A run of records:
###
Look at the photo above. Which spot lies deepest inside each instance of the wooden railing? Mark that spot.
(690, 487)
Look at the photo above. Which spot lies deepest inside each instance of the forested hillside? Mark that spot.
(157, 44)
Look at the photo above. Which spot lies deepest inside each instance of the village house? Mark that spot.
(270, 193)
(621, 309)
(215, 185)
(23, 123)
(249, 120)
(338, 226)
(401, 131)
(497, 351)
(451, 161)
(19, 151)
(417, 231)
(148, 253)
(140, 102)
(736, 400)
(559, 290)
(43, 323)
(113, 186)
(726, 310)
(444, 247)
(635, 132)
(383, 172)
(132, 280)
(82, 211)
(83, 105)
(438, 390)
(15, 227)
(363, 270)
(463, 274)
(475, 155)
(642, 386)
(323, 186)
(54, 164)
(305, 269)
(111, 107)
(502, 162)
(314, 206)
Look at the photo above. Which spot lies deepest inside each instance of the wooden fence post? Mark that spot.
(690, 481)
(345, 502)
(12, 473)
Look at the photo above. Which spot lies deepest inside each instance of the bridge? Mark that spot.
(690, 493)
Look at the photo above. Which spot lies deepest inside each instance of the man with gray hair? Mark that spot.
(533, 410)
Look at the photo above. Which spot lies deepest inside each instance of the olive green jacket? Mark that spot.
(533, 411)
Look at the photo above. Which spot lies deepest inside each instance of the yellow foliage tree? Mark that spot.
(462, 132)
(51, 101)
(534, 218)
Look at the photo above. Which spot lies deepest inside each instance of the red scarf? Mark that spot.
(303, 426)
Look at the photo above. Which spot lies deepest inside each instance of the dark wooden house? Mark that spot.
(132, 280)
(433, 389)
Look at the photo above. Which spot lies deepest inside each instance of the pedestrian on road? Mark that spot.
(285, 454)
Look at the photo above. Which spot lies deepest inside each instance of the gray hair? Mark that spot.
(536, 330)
###
Your task: Convert the records above into a two-column CSV with the header instruction,points. Make one row for each line of text, with the coordinates that follow it as its answer, put each field in double quotes, and replace any line breaks inside a field with spaces.

Answer below:
instruction,points
"Look at the photo above. Which spot lies deepest inside each instance of the wooden railing? Mark that spot.","(690, 487)"
"Look at the photo above. Which spot lies deepest inside each instance of the forested hillside? Mark that spot.","(157, 44)"
"Look at the photo above. Which spot lies deepest inside each instance of the village house? Mark that spot.","(270, 193) (621, 309) (215, 185) (23, 123) (249, 120) (338, 226) (401, 131) (497, 351) (451, 161) (19, 151) (417, 231) (148, 253) (140, 102) (736, 400) (559, 290) (43, 323) (113, 186) (726, 310) (444, 247) (635, 132) (383, 172) (132, 280) (82, 211) (83, 105) (438, 390) (15, 227) (363, 270) (463, 274) (475, 155) (642, 386) (323, 186) (54, 164) (305, 269) (111, 107) (502, 162) (314, 206)"
"Look at the photo above. Which spot lies deepest inside each instance of the wooden fence post? Mark that spot.","(690, 481) (345, 502) (12, 473)"
"Look at the photo above. Which spot lies deepest inside each instance of the bridge? Mark that spot.","(690, 493)"
"Look at the photo above. Which spot lies deepest inside each instance of the man with gray hair? Mark that spot.","(533, 410)"
"Look at the photo above. Which spot lies deepest inside each instance of the olive green jacket? Mark that spot.","(533, 411)"
"Look at the photo above. Which spot lies deepest inside each instance of the yellow foliage tree? Mark that spot.","(462, 132) (51, 101) (534, 218)"
"Look at the photo above. Which spot lies deepest inside each instance of the red scarf? Mark that spot.","(303, 426)"
"Look at the photo above. Which spot lies deepest inside each instance of the dark wooden house? Mark that spot.","(132, 280) (433, 389)"
"Look at the photo above. Which spot lies deepest inside each instance of the pedestrian on road? Mark that spot.","(285, 454)"
"Look at the photo above. Which spot lies deepest inside each instance of the gray hair? Mark that spot.","(536, 330)"